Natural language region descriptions

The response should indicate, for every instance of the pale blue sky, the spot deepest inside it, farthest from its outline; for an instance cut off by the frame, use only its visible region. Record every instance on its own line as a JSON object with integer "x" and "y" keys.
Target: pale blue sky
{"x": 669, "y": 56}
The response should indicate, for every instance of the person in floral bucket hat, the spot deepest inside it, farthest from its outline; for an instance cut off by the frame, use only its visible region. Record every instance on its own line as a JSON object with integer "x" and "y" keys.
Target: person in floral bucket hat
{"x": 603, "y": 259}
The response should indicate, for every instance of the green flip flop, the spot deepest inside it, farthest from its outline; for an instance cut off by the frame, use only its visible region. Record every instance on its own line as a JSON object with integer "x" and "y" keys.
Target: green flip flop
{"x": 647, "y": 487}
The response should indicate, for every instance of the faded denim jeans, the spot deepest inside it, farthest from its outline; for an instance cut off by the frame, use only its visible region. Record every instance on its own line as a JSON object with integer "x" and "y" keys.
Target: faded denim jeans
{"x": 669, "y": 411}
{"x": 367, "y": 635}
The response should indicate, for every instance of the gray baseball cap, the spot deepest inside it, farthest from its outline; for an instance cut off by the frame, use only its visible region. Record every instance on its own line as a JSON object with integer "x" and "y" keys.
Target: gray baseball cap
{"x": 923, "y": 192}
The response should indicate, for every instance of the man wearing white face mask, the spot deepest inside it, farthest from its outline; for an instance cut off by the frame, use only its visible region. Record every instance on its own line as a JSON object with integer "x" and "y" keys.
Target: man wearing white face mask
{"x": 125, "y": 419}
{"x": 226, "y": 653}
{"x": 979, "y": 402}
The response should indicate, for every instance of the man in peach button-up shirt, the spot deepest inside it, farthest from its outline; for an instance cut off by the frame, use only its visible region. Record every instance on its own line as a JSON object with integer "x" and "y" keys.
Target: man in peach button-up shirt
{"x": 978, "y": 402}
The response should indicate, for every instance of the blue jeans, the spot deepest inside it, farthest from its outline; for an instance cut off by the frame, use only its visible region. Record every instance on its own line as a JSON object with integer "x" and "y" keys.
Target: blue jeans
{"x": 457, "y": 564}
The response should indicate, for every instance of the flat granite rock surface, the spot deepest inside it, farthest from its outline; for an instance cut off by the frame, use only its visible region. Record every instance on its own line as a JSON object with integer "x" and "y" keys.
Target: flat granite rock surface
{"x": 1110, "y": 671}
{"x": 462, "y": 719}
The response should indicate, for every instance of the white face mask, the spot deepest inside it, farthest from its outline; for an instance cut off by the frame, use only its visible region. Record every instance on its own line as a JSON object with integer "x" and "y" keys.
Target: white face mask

WHAT THE EXERCISE ASKS: Output every record verbatim.

EXPECTED ANSWER:
The response should indicate, for every instance of the pale blue sky, the spot deepest inside it, farthest from its outline; for an instance cut off by the frame, use only its visible region. Record every instance on its own line as a JSON object with integer "x" and "y" keys.
Target: pale blue sky
{"x": 669, "y": 56}
The response should indicate, for every instance of the person in floral bucket hat, the spot deepest inside it, farthest from its outline; for an instance cut off by the frame, use only its visible region. Record every instance on its own line as a JSON object with integer "x" and "y" keys.
Target: person in floral bucket hat
{"x": 603, "y": 259}
The response should indicate, for every instance of the green flip flop, the spot deepest inside it, farthest from its outline; for an instance cut off by the frame, use only its visible region. Record every instance on its own line as a JSON object with integer "x" and "y" keys.
Target: green flip flop
{"x": 647, "y": 487}
The response should indicate, for every instance of the faded denim jeans, the spot deepest inside it, farthest from its outline; for an instance cut off by the frame, use only its visible region. Record every instance on its own line as a JSON object with integer "x" and "y" keys.
Target: faded denim jeans
{"x": 669, "y": 411}
{"x": 367, "y": 635}
The response should indicate, for every instance of the gray baseball cap, the spot deepest inside it, farthest from its outline; for an instance cut off by the frame, use only its visible region. Record every instance on its own line as a JSON object with integer "x" and "y" keys.
Target: gray baseball cap
{"x": 923, "y": 192}
The response should indicate, for every instance of the man wearing white face mask, the spot deepest inside it, farthest from its outline; for an instance cut off by the frame, use only its visible region. Record every instance on its own line as a JSON object with integer "x" and "y" keys.
Target: man wearing white face mask
{"x": 125, "y": 419}
{"x": 226, "y": 653}
{"x": 979, "y": 402}
The response should indicate, for every instance of the man in peach button-up shirt, the spot deepest inside it, farthest from its outline; for an instance cut off by the frame, use only its visible region. Record every instance on its own line as a JSON object with integer "x" and "y" keys.
Target: man in peach button-up shirt
{"x": 978, "y": 402}
The response should indicate, for every instance of the blue jeans, the spot deepest inside it, farthest from its outline; for an instance cut off by the frame, use only its visible region. Record every instance on its own line as a JSON object with integer "x" and "y" keys.
Target: blue jeans
{"x": 457, "y": 564}
The response should indicate, for every instance of the flat granite rock surface, the spot deepest inside it, farthest from its outline; for an instance cut off by the frame, use only its visible region. Record every instance on its own line as a JSON object with integer "x" and "y" keys.
Target: flat granite rock surface
{"x": 1110, "y": 671}
{"x": 462, "y": 719}
The response should indicate, for every instance of the white face mask, the spot deepest inside it, farthest from its outline; for an instance cut off by the frame, use only its visible region. Record every instance on its own line as a JSON object with integer "x" and "y" keys.
Target: white face mask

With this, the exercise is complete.